## Required tasks
a) Reproduce the portion of the excerpt on racial equality in Africa starting at "In Africa, a" and ending at "exclusionary and discriminatory.".
b) Condense the paragraph of the excerpt on racial equality in Africa that begins "In Africa, a caucasian woman" into a short bulleted list that keeps its main facts.
c) Take the excerpt on racial equality in Africa further, continuing from the point where it stops.

## Excerpt
****************************************

However, a sub part of my activism now includes campaigning for racial equality and I will now attempt to explain.

In Africa, a caucasian woman is more likely to be educated and have more opportunities for economic empowerment than a woman of colour. In case of both having the same education, a caucasian woman is more likely to get a job over a woman of colour. This makes white women, just by virtue of their race, more powerful than their black counterparts and pits women against each other before they can join hands to face patriarchy. That white supremacy aspect stems from Africa’s racist and colonial past.

Africa’s history shows black people at the receiving end of racial brutality by the murderous colonial masters and architects of white supremacy. Racism has however evolved and become more subtle and blurred. It has now taken the form of white supremacy and black people continue to suffer from systems that were set up colonial masters to be exclusionary and discriminatory.

This is done via systematic annihilation of black advancement through imperialist capitalism and unwritten simple but effective tactics such as the majority of blacks not getting certain opportunities and therefore only able to progress to a certain level and thus maintaining the racial supremacy status quo.

I have recently been a lobbyist for African governments to use constitutional means to enable their people to achieve racial equality peacefully. That also involves having to speak out against my own people (and by that I mean black people) when they employ violence against white Africans in the name of protest and/or campaigning for racial equality. My doing so can, however, be misconstrued as being an apologist for the remaining blatant racists. Moreso, I am expected to be sympathetic to women racists just because I am a feminist.

****************************************

[A block of data]
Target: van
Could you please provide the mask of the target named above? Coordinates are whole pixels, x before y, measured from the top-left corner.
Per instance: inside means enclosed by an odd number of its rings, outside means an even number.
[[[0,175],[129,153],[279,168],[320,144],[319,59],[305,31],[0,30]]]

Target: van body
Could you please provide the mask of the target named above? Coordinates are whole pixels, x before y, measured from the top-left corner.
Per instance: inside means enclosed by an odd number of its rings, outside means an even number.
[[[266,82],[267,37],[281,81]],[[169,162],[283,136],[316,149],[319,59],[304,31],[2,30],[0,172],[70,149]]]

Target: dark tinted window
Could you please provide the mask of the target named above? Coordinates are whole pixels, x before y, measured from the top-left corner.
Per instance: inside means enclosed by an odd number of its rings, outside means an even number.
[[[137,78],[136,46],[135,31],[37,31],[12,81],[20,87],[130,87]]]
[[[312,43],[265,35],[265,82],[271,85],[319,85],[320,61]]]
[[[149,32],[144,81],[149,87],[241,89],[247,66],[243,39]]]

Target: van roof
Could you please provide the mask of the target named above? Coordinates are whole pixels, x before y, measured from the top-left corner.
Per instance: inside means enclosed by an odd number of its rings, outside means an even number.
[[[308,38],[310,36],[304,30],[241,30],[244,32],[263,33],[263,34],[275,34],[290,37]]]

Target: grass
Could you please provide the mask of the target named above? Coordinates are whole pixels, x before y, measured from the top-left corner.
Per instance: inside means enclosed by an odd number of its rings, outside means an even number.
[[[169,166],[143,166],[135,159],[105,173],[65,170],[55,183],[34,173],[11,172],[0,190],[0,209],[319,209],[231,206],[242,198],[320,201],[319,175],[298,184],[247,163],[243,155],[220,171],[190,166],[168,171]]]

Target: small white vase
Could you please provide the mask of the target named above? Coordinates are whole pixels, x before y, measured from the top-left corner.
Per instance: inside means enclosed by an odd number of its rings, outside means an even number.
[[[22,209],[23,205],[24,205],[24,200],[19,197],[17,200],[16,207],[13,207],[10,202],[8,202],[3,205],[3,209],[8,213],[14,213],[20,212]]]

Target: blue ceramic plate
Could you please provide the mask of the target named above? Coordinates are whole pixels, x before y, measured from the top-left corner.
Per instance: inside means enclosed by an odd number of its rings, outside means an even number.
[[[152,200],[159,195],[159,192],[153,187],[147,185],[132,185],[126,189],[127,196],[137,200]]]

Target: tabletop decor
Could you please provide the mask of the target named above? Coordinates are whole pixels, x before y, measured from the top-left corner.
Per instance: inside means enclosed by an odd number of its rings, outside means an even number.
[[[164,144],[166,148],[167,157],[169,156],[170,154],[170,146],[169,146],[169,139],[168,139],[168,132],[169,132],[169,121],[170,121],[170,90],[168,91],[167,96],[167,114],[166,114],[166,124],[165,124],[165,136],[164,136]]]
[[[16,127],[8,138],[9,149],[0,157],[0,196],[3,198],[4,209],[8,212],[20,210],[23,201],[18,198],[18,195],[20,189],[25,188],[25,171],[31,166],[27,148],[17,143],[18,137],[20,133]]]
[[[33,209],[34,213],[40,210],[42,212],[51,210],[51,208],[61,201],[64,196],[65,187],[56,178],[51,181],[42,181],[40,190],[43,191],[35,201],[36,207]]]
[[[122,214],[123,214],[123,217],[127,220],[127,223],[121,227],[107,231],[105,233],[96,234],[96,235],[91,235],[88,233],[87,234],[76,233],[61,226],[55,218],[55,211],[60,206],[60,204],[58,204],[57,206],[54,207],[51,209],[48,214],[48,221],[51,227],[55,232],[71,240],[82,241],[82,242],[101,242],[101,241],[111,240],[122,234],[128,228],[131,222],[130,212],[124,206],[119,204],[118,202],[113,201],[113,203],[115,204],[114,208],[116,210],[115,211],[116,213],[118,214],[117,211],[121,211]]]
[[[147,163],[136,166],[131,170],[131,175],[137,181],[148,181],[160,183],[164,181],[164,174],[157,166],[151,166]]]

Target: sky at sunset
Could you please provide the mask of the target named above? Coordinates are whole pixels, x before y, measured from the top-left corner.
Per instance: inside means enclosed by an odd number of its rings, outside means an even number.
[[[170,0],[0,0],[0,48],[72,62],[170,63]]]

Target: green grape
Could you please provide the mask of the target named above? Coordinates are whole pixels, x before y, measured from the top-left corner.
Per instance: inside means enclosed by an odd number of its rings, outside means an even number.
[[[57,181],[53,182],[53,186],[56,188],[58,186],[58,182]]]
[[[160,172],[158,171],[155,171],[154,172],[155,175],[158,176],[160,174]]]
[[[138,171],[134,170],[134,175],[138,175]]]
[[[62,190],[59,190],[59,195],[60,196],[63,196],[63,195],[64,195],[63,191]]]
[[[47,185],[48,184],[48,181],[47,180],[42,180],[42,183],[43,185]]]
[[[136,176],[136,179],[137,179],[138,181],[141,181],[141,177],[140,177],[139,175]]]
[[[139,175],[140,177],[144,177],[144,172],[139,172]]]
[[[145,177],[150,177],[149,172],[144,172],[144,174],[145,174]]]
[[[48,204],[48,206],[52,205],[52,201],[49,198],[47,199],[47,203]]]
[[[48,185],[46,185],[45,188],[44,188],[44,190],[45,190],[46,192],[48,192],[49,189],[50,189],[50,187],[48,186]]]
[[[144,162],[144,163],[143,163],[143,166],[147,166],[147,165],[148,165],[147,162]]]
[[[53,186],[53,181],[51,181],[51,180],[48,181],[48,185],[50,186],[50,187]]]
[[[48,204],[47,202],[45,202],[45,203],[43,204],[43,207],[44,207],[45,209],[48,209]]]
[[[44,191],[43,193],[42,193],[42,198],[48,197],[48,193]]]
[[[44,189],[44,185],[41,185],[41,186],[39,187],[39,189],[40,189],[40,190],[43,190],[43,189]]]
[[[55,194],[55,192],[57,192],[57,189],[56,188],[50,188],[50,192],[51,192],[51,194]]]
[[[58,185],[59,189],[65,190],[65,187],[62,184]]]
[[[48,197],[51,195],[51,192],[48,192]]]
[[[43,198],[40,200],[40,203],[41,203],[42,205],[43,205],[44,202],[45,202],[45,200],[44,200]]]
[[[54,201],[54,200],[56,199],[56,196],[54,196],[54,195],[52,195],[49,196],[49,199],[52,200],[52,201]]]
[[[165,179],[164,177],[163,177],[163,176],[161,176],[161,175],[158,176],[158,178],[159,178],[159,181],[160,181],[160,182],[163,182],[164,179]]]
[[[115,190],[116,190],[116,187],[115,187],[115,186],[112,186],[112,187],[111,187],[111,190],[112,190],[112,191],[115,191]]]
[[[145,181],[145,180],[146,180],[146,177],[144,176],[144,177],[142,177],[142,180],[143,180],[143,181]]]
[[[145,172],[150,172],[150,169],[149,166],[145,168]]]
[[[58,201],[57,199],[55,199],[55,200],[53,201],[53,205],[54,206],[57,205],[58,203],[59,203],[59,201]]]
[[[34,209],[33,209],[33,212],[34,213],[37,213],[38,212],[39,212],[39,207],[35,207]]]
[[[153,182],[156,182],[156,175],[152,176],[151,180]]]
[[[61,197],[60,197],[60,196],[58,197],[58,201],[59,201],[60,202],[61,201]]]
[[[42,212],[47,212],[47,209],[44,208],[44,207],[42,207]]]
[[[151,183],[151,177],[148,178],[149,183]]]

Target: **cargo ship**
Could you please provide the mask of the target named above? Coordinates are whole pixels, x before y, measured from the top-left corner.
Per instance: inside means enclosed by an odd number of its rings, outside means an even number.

****************************************

## Answers to the problems
a)
In Africa, a caucasian woman is more likely to be educated and have more opportunities for economic empowerment than a woman of colour. In case of both having the same education, a caucasian woman is more likely to get a job over a woman of colour. This makes white women, just by virtue of their race, more powerful than their black counterparts and pits women against each other before they can join hands to face patriarchy. That white supremacy aspect stems from Africa’s racist and colonial past.

Africa’s history shows black people at the receiving end of racial brutality by the murderous colonial masters and architects of white supremacy. Racism has however evolved and become more subtle and blurred. It has now taken the form of white supremacy and black people continue to suffer from systems that were set up colonial masters to be exclusionary and discriminatory.

b)
- In Africa, a Caucasian woman is more likely than a woman of color to be educated and to have opportunities for economic empowerment.
- Even with the same education, a Caucasian woman is more likely to be hired.
- Race alone therefore makes white women more powerful than black women. This sets women against each other before they can unite against patriarchy.
- This white supremacy stems from Africa's racist and colonial past.

c)
I am not an apologist for racists. I advocate for non-violent lobbying to force governments to address the structural disenfranchisement of black people in Africa – which primarily came as a result of racism.

Having lived in South Africa and now living in Europe in addition to being a netizen, I noticed that some white people, for lack of a better phrase, always remark that ‘black people complain too much about racism’. I will therefore now speak as a black person; we complain too much because injustice hurts more the people at the receiving end than the perpetrators.

Race is always made an elephant in the room. You can’t really discuss race without being branded ‘the racist’. People are very quick to want to close the conversation as ‘uncomfortable’. ‘Oh do not mention the word black or white we are all just people’. But the reality is we are in fact different races and there is beauty in that diversity but the beauty is marred by racism and racial injustice. 

Race is not an elephant in the room. It’s a reality and that makes it harder for me as a black woman not to speak out against women racists in the name of feminism. I have to call out racists even if they are women. This makes me ‘the bad guy’ but it’s all in a day’s work for a black feminist. Whenever a feminist criticizes another woman the context of their criticism is often ignored and their feminism is fictitiously found wanting.

But I believe that having an honest and objective conversation is a positive step towards acknowledging and addressing racism. Pretending that ‘we have come a long way’ and therefore things will work themselves out is a dangerous approach which, in broad terms, is causing violence in sub Saharan Africa  (in South Africa where violent ‘decolonization’ protests are happening and Zimbabwe where Robert Mugabe used racial inequality as justification to initiate illegal land grabbing from white Zimbabweans).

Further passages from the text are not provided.